- 给定任务 A -
把文本中以“在深度学习训练中”开头的段落改写得更简短，保留其主要事实。
- 给定任务 B -
接着关于断点保存与恢复的文本往下写。

- 文本 -
☆ ☆ ☆ ☆

在深度学习训练中，断点保存与恢复功能至关重要，特别是对于长时间训练的模型。这可以让我们：
- 在训练意外中断后恢复训练
- 在不同实验之间继续训练
- 保存和加载最佳模型
- 实现增量训练

### 7.1 断点保存策略

In [None]:
import json
import shutil
from pathlib import Path
from datetime import datetime

class CheckpointManager:
    """
    断点管理器 - 统一管理模型的保存与恢复
    """
    def __init__(self, save_dir, max_checkpoints=5):
        self.save_dir = Path(save_dir)
        self.save_dir.mkdir(parents=True, exist_ok=True)
        self.max_checkpoints = max_checkpoints
        
    def save_checkpoint(self, state, epoch, is_best=False, suffix=""):
        """保存断点"""
        # 基本检查点
        checkpoint_name = f"checkpoint_epoch_{epoch}{suffix}.pth"
        checkpoint_path = self.save_dir / checkpoint_name
        
        # 添加时间戳
        state['save_time'] = datetime.now().isoformat()
        
        torch.save(state, checkpoint_path)
        print(f"✓ 检查点已保存: {checkpoint_path}")
        
        # 如果是最佳模型，额外保存一份
        if is_best:
            best_path = self.save_dir / "best_model.pth"
            shutil.copy2(checkpoint_path, best_path)
            print(f"✓ 最佳模型已保存: {best_path}")
        
        # 清理旧的检查点
        self._cleanup_checkpoints()
        
        return checkpoint_path
    
    def load_checkpoint(self, checkpoint_path, model, optimizer=None, scheduler=None):
        """加载断点"""
        checkpoint_path = Path(checkpoint_path)
        
        if not checkpoint_path.exists():
            raise FileNotFoundError(f"检查点文件不存在: {checkpoint_path}")
        
        print(f"🔄 正在加载检查点: {checkpoint_path}")
        checkpoint = torch.load(checkpoint_path, map_location='cpu')

☆ ☆ ☆ ☆

(数据集记录)
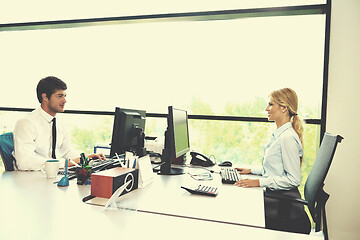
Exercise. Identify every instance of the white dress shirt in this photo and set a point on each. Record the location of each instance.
(33, 141)
(281, 168)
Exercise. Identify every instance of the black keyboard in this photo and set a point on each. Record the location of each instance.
(97, 166)
(229, 175)
(202, 190)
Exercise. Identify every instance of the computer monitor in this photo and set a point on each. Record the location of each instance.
(176, 140)
(128, 132)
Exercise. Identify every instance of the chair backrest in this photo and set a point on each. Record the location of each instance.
(6, 149)
(315, 181)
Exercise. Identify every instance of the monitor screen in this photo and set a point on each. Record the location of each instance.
(180, 129)
(176, 140)
(128, 132)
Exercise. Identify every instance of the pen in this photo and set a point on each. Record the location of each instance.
(73, 162)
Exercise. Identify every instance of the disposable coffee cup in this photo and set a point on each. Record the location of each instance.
(51, 168)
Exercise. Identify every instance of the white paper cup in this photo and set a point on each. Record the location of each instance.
(51, 168)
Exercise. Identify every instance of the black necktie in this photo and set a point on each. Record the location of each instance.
(54, 138)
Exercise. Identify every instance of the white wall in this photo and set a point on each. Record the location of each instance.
(343, 180)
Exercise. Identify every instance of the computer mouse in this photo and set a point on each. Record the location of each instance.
(225, 164)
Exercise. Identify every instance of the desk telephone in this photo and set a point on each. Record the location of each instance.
(200, 159)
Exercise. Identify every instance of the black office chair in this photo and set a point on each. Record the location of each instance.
(6, 149)
(315, 196)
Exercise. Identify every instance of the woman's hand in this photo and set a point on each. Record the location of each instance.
(248, 183)
(244, 170)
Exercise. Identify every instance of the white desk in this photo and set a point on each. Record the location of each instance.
(32, 207)
(232, 205)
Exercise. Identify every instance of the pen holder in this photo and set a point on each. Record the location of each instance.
(84, 175)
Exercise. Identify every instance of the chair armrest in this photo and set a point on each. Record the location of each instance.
(283, 197)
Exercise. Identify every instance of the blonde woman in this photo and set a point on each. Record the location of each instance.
(283, 155)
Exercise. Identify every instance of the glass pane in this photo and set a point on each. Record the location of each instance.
(221, 65)
(42, 10)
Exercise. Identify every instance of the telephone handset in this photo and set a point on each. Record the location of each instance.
(200, 159)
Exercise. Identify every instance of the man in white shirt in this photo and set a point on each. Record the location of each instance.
(33, 134)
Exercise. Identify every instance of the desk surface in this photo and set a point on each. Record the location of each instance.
(32, 207)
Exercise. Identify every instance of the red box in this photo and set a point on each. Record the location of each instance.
(105, 183)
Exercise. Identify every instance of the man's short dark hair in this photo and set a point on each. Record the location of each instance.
(49, 85)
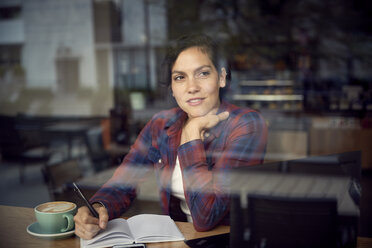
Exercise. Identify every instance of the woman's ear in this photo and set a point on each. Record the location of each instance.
(222, 78)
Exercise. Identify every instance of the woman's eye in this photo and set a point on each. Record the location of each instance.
(178, 78)
(204, 74)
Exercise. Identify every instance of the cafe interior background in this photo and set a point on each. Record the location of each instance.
(305, 65)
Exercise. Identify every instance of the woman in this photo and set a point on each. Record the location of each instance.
(190, 147)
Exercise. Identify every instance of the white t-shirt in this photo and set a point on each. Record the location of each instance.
(177, 189)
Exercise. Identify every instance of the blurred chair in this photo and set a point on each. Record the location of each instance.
(23, 146)
(59, 178)
(292, 222)
(99, 158)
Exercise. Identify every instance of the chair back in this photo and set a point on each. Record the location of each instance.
(292, 222)
(58, 176)
(99, 158)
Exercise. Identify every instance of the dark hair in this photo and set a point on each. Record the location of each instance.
(202, 41)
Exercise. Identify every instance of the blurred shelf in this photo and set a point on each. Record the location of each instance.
(271, 82)
(251, 97)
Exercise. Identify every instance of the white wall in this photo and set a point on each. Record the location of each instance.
(52, 25)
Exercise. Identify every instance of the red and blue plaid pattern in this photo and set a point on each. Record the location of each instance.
(238, 141)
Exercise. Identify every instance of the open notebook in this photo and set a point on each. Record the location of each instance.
(143, 228)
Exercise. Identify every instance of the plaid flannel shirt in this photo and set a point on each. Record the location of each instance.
(238, 141)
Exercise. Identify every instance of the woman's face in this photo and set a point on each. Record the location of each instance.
(196, 83)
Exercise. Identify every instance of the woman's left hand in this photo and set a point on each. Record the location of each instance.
(195, 127)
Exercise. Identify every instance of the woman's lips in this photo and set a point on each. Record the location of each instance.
(195, 101)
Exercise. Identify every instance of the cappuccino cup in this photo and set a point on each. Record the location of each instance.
(56, 216)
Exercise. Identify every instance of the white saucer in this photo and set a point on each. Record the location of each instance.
(35, 230)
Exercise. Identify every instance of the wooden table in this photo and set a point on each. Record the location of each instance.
(14, 221)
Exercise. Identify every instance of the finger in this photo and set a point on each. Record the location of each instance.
(83, 217)
(103, 217)
(223, 116)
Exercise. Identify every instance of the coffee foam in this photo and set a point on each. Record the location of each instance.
(55, 207)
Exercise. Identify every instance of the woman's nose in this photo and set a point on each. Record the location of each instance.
(192, 86)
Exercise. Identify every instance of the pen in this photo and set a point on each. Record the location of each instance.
(81, 195)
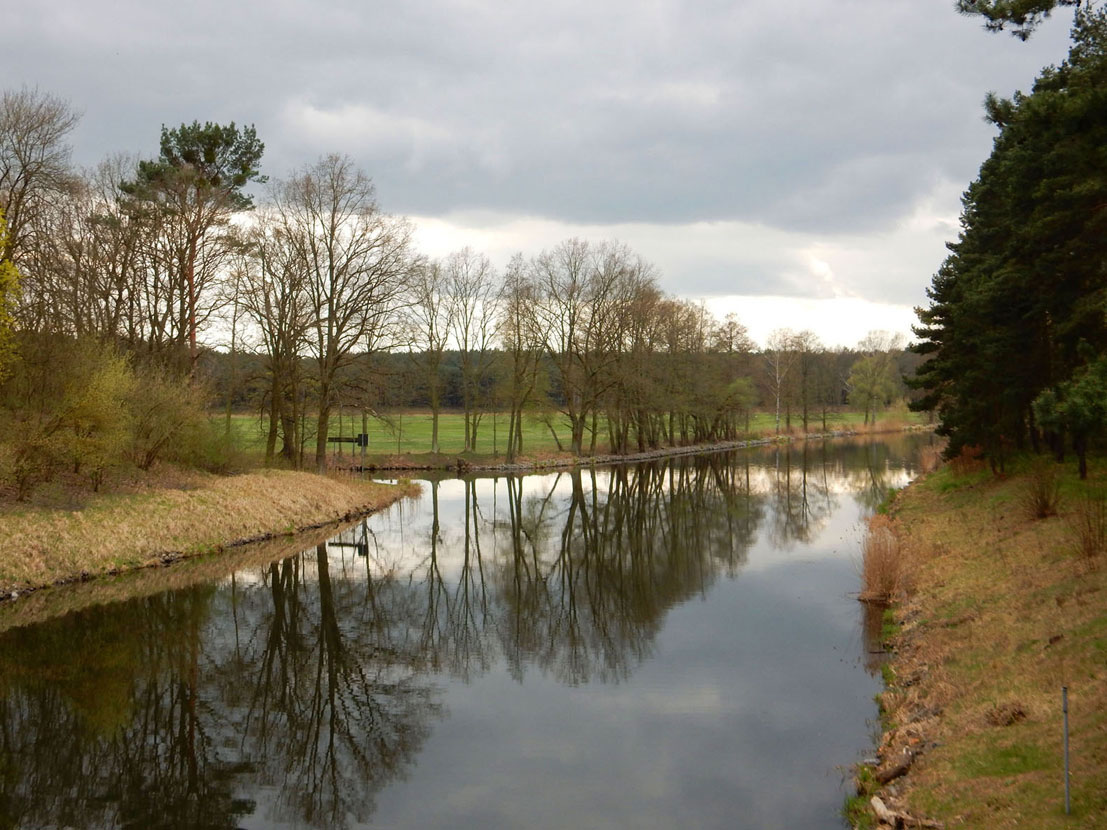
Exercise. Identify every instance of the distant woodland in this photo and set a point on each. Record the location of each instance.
(143, 296)
(1015, 333)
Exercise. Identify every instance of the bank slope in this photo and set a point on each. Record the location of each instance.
(124, 531)
(1005, 610)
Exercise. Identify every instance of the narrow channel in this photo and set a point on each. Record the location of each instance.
(655, 645)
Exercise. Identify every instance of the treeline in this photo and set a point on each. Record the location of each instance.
(132, 292)
(1015, 332)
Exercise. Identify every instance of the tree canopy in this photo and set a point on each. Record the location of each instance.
(1023, 286)
(1022, 17)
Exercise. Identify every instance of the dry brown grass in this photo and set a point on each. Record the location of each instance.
(882, 561)
(1002, 614)
(1042, 489)
(1087, 527)
(200, 512)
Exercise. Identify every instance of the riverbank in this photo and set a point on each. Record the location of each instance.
(198, 514)
(476, 463)
(1003, 609)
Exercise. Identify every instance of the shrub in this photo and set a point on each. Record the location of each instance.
(1088, 528)
(32, 459)
(970, 459)
(164, 411)
(1042, 495)
(882, 571)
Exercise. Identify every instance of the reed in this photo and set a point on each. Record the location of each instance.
(882, 561)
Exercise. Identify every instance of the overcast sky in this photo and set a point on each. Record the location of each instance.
(799, 164)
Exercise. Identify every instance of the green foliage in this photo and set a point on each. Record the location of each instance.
(1001, 761)
(168, 415)
(1023, 17)
(93, 423)
(1076, 407)
(31, 459)
(209, 159)
(872, 384)
(1023, 286)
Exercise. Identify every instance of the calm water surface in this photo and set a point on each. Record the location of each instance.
(673, 644)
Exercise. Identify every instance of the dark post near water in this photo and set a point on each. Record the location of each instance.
(1064, 709)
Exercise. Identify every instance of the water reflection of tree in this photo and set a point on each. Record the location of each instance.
(310, 682)
(621, 552)
(308, 690)
(802, 499)
(135, 750)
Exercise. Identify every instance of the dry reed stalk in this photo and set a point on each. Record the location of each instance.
(1088, 527)
(882, 561)
(1042, 495)
(930, 458)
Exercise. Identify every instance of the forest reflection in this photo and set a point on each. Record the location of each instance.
(296, 693)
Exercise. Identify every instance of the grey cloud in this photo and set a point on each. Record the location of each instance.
(831, 117)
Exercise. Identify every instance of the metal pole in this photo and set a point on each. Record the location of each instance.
(1064, 708)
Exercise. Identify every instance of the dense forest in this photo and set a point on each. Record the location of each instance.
(1015, 332)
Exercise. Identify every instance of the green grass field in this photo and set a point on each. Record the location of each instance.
(411, 432)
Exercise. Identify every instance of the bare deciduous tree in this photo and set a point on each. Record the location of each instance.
(357, 263)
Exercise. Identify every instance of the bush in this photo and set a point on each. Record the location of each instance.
(205, 444)
(165, 413)
(1042, 495)
(882, 571)
(32, 459)
(1088, 528)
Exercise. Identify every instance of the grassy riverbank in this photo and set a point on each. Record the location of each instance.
(190, 512)
(1003, 608)
(404, 439)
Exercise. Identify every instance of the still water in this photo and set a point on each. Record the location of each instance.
(670, 644)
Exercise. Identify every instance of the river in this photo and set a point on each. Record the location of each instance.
(657, 645)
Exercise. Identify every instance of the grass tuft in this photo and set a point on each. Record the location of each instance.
(1088, 527)
(1042, 494)
(882, 569)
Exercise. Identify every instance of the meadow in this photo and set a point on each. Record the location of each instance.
(410, 433)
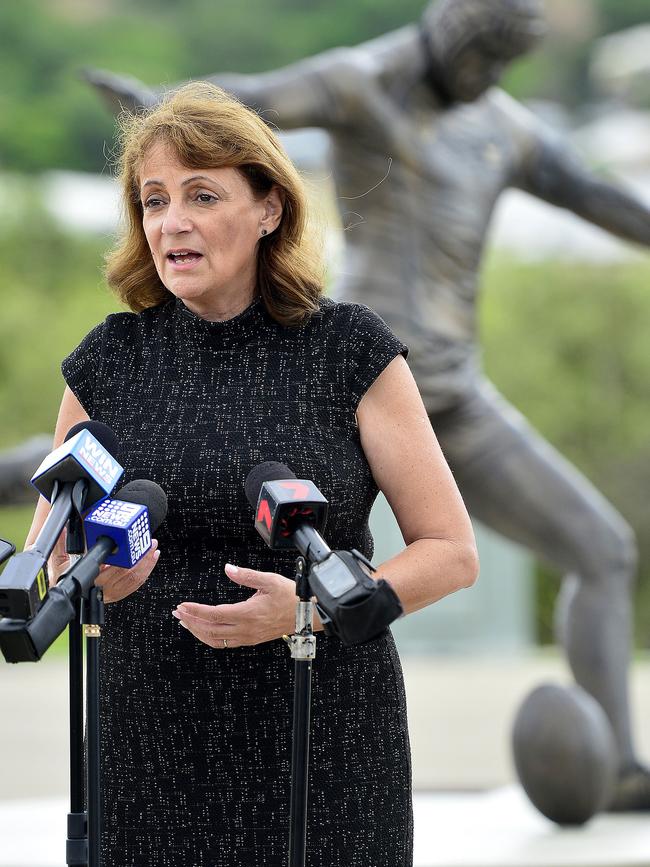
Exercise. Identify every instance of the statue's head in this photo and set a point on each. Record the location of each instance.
(470, 42)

☆ ☆ ☆ ☆

- 参考答案 A -
深度学习训练中，尤其是长时间训练的模型，断点保存与恢复十分重要。它可以用来在训练意外中断后恢复训练，在不同实验之间继续训练，保存和加载最佳模型，以及实现增量训练。

- 参考答案 B -
        
        # 加载模型状态
        model.load_state_dict(checkpoint['model_state_dict'])
        
        # 加载优化器状态
        if optimizer is not None and 'optimizer_state_dict' in checkpoint:
            optimizer.load_state_dict(checkpoint['optimizer_state_dict'])
        
        # 加载调度器状态
        if scheduler is not None and 'scheduler_state_dict' in checkpoint:
            if checkpoint['scheduler_state_dict'] is not None:
                scheduler.load_state_dict(checkpoint['scheduler_state_dict'])
        
        print(f"✓ 成功加载检查点 (Epoch {checkpoint.get('epoch', 'Unknown')})")
        return checkpoint
    
    def find_latest_checkpoint(self):
        """查找最新的检查点"""
        checkpoints = list(self.save_dir.glob("checkpoint_epoch_*.pth"))
        if not checkpoints:
            return None
        
        # 按修改时间排序
        latest = max(checkpoints, key=lambda x: x.stat().st_mtime)
        return latest
    
    def list_checkpoints(self):
        """列出所有检查点"""
        checkpoints = list(self.save_dir.glob("checkpoint_epoch_*.pth"))
        checkpoints.sort(key=lambda x: x.stat().st_mtime, reverse=True)
        
        print(f"\n📁 检查点目录: {self.save_dir}")
        print("=" * 60)
        
        if not checkpoints:
            print("暂无检查点文件")
            return []
        
        for i, ckpt in enumerate(checkpoints):
            # 尝试读取检查点信息
            try:
                state = torch.load(ckpt, map_location='cpu')
                epoch = state.get('epoch', 'Unknown')
                val_acc = state.get('val_acc', 'Unknown')
                save_time = state.get('save_time', 'Unknown')
                size = ckpt.stat().st_size / (1024 * 1024)  # MB
                
                print(f"{i+1:2d}. {ckpt.name}")
                print(f"     Epoch: {epoch}, Val Acc: {val_acc}, Size: {size:.1f}MB")
                print(f"     Time: {save_time}")
                print()
            except Exception as e:
                print(f"{i+1:2d}. {ckpt.name} (无法读取: {e})")
        
        return checkpoints
    
    def _cleanup_checkpoints(self):
        """清理旧的检查点，只保留最新的几个"""
        checkpoints = list(self.save_dir.glob("checkpoint_epoch_*.pth"))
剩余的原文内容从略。